→ **WORK INSTRUCTIONS**
A) In the news article about the South Carolina shooting, what disease is Adams' brain being tested for?
B) Continue the news article about the Phillip Adams shooting, picking up after its final sentence.

Investigators believe that former NFL player Phillip Adams may have been following a new religion or ideology before he shot and killed six people and himself in South Carolina earlier this month.
Law enforcement, per USA Today, found several notebooks with “cryptic writing with different designs and emblems” at Adams' home. Detectives, a search warrant said, were not sure if this was part of a potential motive.
Adams allegedly “emerged from the woods” near the home of Dr. Robert Lesslie and “opened fire” on April 7. Police said that he killed six people at the home — Lesslie, his wife, their two grandchildren and two HVAC technicians who were working on the house. One of the technicians, who died days later, said he saw Adams go into the house before leaving and going “back through the woods the way he came.”
He was then found “deceased from a gunshot wound” at his nearby home. His brain is being tested for chronic traumatic encephalopathy, or CTE — the degenerative brain disease that can occur as a result of repeated brain trauma, which has been found in football players after death.
‘His mental health degraded fast’
Adams’ sister, Lauren, spoke to USA Today and was unaware about any new religion or ideology that he may have been following. He was, though, a religious person.
“He would just say that God’s got us,” she said, via USA Today.

→ **RECORD SET**

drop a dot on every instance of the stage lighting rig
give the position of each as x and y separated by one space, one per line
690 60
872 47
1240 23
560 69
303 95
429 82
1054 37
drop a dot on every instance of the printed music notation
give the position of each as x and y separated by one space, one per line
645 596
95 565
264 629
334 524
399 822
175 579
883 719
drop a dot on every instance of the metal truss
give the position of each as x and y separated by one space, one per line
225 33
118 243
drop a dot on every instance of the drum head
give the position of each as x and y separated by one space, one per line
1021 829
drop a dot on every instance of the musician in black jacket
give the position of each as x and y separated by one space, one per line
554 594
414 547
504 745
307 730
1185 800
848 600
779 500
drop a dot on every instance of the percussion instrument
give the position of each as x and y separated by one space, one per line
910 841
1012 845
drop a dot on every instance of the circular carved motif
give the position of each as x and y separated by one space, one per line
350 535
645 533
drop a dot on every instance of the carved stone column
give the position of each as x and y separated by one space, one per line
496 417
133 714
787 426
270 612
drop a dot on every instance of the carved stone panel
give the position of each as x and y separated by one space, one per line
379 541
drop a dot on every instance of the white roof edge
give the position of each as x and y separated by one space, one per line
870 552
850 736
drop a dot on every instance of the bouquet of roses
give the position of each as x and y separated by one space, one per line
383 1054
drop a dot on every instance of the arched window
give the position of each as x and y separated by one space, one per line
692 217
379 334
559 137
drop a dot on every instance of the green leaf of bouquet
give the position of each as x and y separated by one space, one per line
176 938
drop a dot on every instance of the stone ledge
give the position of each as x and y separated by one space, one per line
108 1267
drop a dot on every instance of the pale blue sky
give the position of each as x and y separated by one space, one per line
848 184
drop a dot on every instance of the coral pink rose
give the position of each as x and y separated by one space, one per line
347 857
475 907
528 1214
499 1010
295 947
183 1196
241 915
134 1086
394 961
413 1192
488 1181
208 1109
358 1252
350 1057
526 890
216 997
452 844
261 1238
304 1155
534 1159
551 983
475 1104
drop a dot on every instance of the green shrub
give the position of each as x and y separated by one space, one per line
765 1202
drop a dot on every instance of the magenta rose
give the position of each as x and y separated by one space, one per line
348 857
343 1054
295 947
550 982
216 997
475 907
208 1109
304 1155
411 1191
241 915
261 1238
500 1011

→ **ANSWERS BY ITEM NUMBER**
A) Chronic traumatic encephalopathy (CTE).

B)
Lauren said that her brother was writing a book, but didn’t know what it was about. She did notice that “his handwriting changed drastically.”
“I’ve never seen anything like it,’’ she said, via USA Today. “Just makes me think more that something was going on inside his head. … It was almost like another person was writing.’’
Adams played in the NFL for six seasons for six different teams, and last appeared with the Atlanta Falcons in 2015. He had recently moved back into his parents’ home in Rock Hill, South Carolina, in recent weeks, per the report.
His behavior over the past several years, Lauren said, had changed drastically.
“His mental health degraded fast and terribly bad,’’ Lauren said, via USA Today. “There was unusual behavior. I’m not going to get into all [the symptoms]. We definitely did notice signs of mental illness that was extremely concerning, that was not like we had ever seen.
"He wasn't a monster. He was struggling with his mental health."